╭─ Document segment

Suggestion: a more robust implementation for the AUTOCOMMIT option & make it the default on Django ≥ 1.9

aaugustin commented 8 years ago

Django's on_commit hook seems perfectly appropriate for delaying enqueue() until the database transaction commits.

Django 1.9+ maintains its own per-database-connection (database connections are thread-local) queue of functions to run when the current database transaction commits. You don't have to roll your own.

This is better than hooking to request-related signals because it deals properly with partial rollbacks in case of nested atomic blocks, etc. It works regardless of whether the project uses ATOMIC_REQUESTS and also outside of the request-response cycle.

I think it would be good to make it the default. This would be technically backwards-incompatible but it's likely a better default in the long run, given that many web developers are uncomfortable with database transactions.

The only difficulty is the interaction with multi-database setups. You might have to add a kwarg to tell which database this task depends on. Setting that kwarg to None would enqueue the task immediately. The kwarg would default to 'default'.

Please let me know if you'd like me to elaborate on why I think this is the best way to hook with Django's transaction management.

(Although I'm not the author of on_commit — that's @carljm — I'm responsible for most of the current transaction management features in Django and I'm interested in helping third party projects make the best use of them.)

aaugustin commented 8 years ago

Here's a custom Queue class that implements the approach I described above.

from django.db import transaction
from rq.queue import Queue

DEFAULT = object()

class OnCommitQueue(Queue):
    """
    RQ Queue that enqueues jobs only after the database transaction commits.

╰─

* **To do**
1. In the thread on Django's on_commit hook, what value would the proposed kwarg naming the database a task depends on default to?
2. Reproduce the part of the thread starting with "Here's a custom" and going on through "after the database transaction commits.".

╭─ Dataset excerpts

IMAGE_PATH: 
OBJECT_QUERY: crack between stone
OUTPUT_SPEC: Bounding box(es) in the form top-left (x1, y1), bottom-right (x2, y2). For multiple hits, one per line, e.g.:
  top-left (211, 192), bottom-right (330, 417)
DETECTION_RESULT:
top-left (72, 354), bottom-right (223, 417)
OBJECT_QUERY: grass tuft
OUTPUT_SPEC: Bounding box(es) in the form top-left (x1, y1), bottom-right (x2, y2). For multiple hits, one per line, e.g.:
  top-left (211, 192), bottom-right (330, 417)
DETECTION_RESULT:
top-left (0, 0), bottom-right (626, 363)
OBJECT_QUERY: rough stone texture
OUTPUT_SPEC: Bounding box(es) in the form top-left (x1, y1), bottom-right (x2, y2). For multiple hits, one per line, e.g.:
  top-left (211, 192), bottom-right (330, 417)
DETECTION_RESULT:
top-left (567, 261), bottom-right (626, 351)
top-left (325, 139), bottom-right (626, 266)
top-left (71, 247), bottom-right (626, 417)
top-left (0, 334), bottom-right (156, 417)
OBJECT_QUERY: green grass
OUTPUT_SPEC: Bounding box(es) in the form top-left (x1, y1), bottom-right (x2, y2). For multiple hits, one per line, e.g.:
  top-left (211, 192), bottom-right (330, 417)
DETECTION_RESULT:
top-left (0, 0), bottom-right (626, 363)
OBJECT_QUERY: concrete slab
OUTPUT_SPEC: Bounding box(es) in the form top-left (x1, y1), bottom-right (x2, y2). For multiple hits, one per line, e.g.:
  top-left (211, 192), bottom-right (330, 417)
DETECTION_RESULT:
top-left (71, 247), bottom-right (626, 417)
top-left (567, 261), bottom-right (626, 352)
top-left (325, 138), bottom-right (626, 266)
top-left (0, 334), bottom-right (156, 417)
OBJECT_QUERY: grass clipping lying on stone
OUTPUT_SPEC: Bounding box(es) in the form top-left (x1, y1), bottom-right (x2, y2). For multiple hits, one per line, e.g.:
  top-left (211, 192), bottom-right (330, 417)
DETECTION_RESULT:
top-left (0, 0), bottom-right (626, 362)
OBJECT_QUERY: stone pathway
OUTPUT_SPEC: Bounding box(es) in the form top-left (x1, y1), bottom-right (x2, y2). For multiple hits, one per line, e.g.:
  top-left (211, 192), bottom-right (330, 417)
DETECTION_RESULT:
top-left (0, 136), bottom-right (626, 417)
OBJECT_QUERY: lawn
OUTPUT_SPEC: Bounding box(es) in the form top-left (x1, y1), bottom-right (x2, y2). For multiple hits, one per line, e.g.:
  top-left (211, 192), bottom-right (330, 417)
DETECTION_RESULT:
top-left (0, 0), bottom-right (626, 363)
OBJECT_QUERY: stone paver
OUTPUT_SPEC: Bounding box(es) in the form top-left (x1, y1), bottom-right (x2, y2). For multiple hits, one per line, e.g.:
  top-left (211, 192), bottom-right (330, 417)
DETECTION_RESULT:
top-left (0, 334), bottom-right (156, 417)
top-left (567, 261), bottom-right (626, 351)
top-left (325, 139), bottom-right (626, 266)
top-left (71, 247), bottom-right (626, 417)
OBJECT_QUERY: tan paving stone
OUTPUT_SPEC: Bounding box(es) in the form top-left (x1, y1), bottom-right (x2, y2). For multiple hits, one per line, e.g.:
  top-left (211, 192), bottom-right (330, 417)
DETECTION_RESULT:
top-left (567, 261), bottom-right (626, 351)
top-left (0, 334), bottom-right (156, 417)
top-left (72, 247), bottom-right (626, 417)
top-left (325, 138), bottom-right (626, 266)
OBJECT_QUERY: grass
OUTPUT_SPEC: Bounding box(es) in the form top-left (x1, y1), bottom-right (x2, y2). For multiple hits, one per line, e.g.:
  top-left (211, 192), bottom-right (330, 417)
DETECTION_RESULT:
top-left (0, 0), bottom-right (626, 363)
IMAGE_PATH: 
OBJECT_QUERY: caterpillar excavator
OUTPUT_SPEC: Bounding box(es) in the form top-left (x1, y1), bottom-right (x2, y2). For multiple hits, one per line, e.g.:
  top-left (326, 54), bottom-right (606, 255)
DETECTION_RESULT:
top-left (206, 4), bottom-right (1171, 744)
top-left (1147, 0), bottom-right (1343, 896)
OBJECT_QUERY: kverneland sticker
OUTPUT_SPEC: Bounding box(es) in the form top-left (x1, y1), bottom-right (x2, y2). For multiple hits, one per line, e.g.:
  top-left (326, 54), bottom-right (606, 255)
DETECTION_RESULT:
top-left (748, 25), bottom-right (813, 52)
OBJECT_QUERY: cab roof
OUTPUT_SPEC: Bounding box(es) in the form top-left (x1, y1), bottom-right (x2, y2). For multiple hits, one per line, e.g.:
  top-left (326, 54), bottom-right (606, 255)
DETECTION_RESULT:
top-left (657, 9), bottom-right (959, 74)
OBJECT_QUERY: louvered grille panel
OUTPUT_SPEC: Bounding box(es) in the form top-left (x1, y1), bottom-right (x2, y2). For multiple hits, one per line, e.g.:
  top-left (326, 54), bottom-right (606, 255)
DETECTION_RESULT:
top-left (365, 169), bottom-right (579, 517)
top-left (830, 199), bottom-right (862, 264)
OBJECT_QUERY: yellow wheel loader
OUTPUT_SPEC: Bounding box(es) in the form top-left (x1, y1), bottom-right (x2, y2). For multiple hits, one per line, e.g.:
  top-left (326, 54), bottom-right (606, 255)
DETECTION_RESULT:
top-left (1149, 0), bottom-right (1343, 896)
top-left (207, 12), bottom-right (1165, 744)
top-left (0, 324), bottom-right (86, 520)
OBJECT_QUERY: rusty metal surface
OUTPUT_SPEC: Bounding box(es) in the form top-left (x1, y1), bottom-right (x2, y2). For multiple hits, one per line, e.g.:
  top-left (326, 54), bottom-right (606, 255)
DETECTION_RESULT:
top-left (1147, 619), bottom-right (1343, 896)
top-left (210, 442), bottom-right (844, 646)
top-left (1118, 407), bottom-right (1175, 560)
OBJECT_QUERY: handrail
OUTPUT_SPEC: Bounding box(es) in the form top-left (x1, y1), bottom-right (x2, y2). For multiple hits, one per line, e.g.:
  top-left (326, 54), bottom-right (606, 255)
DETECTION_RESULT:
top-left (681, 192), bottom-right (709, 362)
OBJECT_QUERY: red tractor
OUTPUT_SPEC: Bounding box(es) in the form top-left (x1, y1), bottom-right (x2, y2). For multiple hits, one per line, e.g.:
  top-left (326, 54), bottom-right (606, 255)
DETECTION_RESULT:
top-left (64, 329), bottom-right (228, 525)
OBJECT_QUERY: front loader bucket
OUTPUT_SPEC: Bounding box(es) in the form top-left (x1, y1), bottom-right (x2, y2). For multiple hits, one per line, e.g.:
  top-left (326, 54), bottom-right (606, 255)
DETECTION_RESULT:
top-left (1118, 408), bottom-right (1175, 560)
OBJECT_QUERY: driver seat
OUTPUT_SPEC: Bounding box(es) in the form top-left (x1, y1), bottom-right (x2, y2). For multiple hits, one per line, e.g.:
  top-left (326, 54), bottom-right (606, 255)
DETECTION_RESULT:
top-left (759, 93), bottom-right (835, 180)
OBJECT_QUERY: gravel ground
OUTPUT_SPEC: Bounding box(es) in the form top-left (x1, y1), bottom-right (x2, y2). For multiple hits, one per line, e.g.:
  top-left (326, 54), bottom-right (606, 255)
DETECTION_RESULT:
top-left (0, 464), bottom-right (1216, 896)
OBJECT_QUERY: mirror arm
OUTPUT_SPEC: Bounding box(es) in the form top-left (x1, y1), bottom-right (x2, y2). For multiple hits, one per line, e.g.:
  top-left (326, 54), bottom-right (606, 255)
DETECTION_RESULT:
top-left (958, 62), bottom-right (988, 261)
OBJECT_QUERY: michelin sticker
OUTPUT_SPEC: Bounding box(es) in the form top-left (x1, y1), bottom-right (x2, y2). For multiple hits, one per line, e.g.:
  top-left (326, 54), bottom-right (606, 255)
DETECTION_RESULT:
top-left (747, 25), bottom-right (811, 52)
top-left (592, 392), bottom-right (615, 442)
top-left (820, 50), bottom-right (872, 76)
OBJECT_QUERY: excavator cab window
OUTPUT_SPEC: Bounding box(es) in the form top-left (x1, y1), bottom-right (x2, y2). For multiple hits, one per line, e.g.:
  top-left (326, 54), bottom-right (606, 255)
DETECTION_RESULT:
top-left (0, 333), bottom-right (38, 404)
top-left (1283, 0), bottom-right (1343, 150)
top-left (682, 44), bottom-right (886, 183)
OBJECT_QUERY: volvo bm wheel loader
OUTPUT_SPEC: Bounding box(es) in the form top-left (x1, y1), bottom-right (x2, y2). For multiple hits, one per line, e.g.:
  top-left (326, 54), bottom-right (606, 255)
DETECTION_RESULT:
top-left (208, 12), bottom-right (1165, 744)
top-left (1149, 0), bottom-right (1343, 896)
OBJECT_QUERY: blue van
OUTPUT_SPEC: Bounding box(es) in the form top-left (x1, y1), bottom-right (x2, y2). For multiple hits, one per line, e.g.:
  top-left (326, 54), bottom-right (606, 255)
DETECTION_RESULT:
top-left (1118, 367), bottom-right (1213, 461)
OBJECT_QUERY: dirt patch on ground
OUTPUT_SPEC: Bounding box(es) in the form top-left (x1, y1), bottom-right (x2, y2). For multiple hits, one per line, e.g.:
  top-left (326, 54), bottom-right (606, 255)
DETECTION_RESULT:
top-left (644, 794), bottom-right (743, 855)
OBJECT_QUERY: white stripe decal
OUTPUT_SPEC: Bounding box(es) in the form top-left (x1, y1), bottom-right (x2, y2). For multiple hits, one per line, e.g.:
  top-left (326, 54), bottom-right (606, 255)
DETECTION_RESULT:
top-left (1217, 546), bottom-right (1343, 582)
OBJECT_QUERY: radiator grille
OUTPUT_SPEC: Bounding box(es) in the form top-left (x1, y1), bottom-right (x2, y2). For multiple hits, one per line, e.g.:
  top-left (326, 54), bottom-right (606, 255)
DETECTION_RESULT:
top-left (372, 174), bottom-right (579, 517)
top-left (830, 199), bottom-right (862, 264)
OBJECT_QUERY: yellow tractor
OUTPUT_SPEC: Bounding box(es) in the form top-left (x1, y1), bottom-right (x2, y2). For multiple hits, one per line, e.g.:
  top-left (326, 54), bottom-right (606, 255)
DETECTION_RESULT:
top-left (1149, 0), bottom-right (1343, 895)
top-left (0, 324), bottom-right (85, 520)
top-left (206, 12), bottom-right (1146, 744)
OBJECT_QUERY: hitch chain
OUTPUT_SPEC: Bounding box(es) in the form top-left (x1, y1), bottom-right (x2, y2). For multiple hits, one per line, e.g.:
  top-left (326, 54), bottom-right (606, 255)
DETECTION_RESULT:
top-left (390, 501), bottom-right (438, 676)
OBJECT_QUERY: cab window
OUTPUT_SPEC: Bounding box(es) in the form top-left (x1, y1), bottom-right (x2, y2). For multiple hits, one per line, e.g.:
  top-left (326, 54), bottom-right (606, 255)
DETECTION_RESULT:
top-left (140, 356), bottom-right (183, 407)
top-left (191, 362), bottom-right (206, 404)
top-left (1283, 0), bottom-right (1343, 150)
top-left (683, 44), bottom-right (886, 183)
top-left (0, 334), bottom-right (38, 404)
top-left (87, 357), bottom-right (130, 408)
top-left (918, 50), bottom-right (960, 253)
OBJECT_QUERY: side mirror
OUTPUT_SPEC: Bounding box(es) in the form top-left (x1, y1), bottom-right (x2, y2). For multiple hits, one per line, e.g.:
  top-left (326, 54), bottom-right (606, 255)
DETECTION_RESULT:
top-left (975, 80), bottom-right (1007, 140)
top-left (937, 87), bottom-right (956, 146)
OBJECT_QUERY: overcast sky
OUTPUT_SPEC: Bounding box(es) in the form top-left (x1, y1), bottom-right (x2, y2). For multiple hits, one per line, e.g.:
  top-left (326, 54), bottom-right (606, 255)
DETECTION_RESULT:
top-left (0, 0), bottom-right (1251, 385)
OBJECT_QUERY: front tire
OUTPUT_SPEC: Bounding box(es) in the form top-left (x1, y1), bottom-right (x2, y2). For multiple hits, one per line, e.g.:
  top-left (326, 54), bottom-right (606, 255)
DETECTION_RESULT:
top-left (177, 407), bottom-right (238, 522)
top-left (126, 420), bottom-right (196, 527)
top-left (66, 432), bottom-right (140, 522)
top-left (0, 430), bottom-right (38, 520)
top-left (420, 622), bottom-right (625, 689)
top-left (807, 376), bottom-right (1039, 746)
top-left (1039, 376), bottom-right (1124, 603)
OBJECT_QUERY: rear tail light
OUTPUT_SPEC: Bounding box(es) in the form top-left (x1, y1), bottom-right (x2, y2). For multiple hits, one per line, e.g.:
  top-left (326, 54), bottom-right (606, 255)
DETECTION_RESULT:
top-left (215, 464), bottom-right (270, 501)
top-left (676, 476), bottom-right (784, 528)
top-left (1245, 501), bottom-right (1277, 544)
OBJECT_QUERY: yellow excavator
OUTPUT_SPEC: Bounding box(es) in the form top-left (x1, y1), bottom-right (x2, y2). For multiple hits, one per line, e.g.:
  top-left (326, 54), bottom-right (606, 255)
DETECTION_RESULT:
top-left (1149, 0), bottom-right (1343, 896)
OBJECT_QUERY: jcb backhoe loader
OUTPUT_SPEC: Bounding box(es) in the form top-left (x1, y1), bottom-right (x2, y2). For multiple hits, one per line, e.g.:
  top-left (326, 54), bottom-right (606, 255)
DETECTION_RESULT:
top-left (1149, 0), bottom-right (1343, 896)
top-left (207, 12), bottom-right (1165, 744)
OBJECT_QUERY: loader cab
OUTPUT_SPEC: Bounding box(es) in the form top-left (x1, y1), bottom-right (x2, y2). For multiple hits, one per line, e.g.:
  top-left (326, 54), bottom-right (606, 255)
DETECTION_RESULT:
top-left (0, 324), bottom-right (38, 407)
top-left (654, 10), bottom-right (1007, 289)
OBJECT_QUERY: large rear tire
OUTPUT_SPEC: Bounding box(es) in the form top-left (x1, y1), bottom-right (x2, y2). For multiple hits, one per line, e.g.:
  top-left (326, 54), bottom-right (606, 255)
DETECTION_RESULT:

╰─

* **Task responses**
1. It would default to 'default'.

2.
Here's a custom Queue class that implements the approach I described above.

from django.db import transaction
from rq.queue import Queue

DEFAULT = object()

class OnCommitQueue(Queue):
    """
    RQ Queue that enqueues jobs only after the database transaction commits.